Set exercise = Please pick out each line in the rows below that contains the string "roof" and copy those lines unchanged.

(Collection entries)

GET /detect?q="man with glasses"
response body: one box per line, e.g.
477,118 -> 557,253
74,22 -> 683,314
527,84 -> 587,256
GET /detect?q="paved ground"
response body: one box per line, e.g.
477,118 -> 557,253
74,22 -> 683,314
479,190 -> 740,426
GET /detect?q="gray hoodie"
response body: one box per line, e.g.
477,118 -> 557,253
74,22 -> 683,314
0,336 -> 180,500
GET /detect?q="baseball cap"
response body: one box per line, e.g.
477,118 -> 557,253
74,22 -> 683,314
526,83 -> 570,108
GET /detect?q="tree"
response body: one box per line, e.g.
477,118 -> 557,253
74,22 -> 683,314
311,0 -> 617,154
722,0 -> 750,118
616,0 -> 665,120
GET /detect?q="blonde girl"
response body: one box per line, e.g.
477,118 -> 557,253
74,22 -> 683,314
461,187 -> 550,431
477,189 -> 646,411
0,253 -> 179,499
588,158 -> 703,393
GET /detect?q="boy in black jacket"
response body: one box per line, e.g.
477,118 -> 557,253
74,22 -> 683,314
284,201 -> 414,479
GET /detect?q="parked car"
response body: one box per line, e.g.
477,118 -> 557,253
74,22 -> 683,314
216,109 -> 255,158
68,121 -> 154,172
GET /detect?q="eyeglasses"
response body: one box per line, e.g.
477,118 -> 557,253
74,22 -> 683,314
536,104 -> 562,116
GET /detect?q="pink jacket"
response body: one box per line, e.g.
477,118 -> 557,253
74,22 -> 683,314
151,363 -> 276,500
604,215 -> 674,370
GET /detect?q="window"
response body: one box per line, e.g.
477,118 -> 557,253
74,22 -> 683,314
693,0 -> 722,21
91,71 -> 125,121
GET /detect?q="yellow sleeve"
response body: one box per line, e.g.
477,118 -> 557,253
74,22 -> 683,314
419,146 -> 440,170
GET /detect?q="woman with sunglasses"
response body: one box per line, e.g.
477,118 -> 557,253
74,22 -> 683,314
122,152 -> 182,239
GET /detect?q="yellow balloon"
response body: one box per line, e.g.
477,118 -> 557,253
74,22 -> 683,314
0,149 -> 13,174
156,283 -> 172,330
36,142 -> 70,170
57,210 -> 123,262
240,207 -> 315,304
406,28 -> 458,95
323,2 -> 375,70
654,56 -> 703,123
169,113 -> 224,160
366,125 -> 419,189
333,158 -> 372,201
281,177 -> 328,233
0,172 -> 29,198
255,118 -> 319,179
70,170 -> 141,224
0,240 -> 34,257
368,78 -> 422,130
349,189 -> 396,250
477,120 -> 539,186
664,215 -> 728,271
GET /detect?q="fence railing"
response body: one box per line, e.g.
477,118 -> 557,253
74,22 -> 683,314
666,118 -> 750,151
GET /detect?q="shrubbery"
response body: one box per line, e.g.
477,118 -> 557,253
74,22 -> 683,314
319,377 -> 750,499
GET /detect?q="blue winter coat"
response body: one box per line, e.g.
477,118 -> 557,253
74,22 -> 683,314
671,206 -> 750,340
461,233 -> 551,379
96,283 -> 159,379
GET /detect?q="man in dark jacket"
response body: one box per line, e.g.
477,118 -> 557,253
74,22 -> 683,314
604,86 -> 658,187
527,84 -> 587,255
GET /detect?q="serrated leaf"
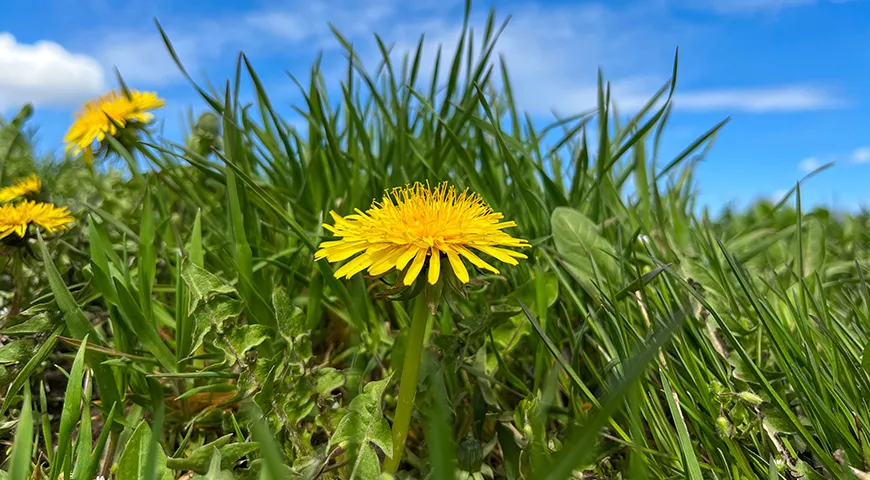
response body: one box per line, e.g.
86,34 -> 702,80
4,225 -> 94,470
191,297 -> 242,352
181,261 -> 236,312
216,324 -> 273,358
3,313 -> 58,335
0,338 -> 36,365
350,448 -> 382,480
761,405 -> 796,434
118,420 -> 173,480
272,287 -> 306,345
166,433 -> 233,474
191,447 -> 236,480
329,376 -> 393,478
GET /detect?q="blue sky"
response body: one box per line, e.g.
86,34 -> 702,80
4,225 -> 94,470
0,0 -> 870,213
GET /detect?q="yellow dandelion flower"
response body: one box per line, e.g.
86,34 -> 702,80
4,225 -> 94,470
0,175 -> 42,202
314,182 -> 530,286
0,200 -> 74,238
64,90 -> 166,155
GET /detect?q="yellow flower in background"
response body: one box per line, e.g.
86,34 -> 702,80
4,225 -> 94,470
0,200 -> 74,239
64,90 -> 166,155
314,182 -> 530,285
0,175 -> 42,203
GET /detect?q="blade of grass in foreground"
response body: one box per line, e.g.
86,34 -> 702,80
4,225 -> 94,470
36,231 -> 119,412
49,336 -> 88,478
523,307 -> 685,480
9,386 -> 33,480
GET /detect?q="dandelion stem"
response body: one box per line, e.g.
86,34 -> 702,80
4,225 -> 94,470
384,297 -> 429,473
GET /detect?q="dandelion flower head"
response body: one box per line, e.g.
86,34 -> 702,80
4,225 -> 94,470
0,175 -> 42,203
314,182 -> 530,285
0,200 -> 73,238
64,90 -> 166,155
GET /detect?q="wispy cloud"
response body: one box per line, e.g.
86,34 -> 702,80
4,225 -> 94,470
798,157 -> 822,173
849,147 -> 870,163
0,32 -> 105,111
76,0 -> 847,115
674,85 -> 848,113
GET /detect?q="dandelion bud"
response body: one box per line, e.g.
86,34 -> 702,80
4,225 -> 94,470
457,437 -> 483,473
716,416 -> 733,438
737,392 -> 764,407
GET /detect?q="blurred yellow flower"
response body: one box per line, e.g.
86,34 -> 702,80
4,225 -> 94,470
314,182 -> 530,286
0,175 -> 42,203
64,90 -> 166,161
0,200 -> 74,239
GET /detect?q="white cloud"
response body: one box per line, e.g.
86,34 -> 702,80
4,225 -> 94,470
85,0 -> 843,115
674,85 -> 846,113
798,157 -> 822,173
0,32 -> 105,110
850,147 -> 870,163
92,0 -> 416,86
770,188 -> 789,202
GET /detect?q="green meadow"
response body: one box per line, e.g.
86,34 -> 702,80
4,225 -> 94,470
0,7 -> 870,480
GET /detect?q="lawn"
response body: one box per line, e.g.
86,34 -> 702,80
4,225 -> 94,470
0,6 -> 870,480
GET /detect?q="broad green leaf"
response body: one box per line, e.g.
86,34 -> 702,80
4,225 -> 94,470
550,207 -> 619,280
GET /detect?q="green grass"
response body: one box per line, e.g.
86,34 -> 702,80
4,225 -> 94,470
0,4 -> 870,480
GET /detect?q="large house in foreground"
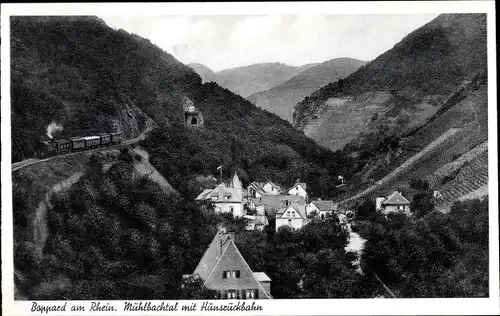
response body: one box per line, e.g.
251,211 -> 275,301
375,191 -> 410,215
193,228 -> 272,299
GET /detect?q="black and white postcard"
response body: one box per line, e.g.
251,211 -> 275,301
1,1 -> 500,315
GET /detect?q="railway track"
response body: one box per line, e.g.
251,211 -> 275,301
12,127 -> 152,172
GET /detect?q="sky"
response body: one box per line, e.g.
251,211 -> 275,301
101,14 -> 437,71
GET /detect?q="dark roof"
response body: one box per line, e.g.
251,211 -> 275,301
311,200 -> 337,211
196,183 -> 243,203
193,231 -> 233,280
382,191 -> 410,205
255,194 -> 306,216
276,202 -> 307,219
266,181 -> 281,190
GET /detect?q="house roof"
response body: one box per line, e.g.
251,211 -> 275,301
247,182 -> 267,195
288,182 -> 307,191
253,272 -> 271,282
231,171 -> 243,189
255,194 -> 306,215
276,202 -> 307,219
266,181 -> 281,190
193,231 -> 233,280
382,191 -> 410,205
311,200 -> 337,211
193,230 -> 271,298
196,183 -> 243,202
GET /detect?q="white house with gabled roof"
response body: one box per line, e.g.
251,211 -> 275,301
287,182 -> 307,198
275,200 -> 308,231
196,182 -> 244,217
375,191 -> 410,215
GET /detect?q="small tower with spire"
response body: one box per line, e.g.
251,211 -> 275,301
231,171 -> 243,189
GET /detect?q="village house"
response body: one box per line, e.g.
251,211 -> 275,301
243,201 -> 269,231
247,181 -> 282,198
375,191 -> 410,215
246,182 -> 266,198
306,199 -> 337,220
196,173 -> 244,217
287,181 -> 307,199
275,200 -> 308,231
250,195 -> 306,217
229,171 -> 243,190
262,181 -> 281,195
193,228 -> 272,300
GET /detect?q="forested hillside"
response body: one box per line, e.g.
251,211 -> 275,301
247,58 -> 365,122
212,63 -> 314,97
11,17 -> 356,198
294,14 -> 487,151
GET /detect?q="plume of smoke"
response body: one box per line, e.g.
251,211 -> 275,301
47,122 -> 63,139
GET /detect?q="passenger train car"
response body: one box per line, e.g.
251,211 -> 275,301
35,132 -> 123,158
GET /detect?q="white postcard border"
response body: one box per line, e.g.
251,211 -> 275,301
1,1 -> 500,315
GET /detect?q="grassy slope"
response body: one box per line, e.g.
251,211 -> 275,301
338,76 -> 488,204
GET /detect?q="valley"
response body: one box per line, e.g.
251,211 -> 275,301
10,14 -> 490,300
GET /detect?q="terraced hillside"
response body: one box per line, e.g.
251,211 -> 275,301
436,149 -> 488,211
342,128 -> 461,205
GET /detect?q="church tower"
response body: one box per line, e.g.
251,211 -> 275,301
231,171 -> 243,189
184,99 -> 204,127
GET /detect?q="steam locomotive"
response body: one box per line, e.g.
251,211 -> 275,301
36,132 -> 123,158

Right answer =
GET /detect?q="dark roof"
GET /detect?q="house roof"
GET /detect?q="white house with gabled roof"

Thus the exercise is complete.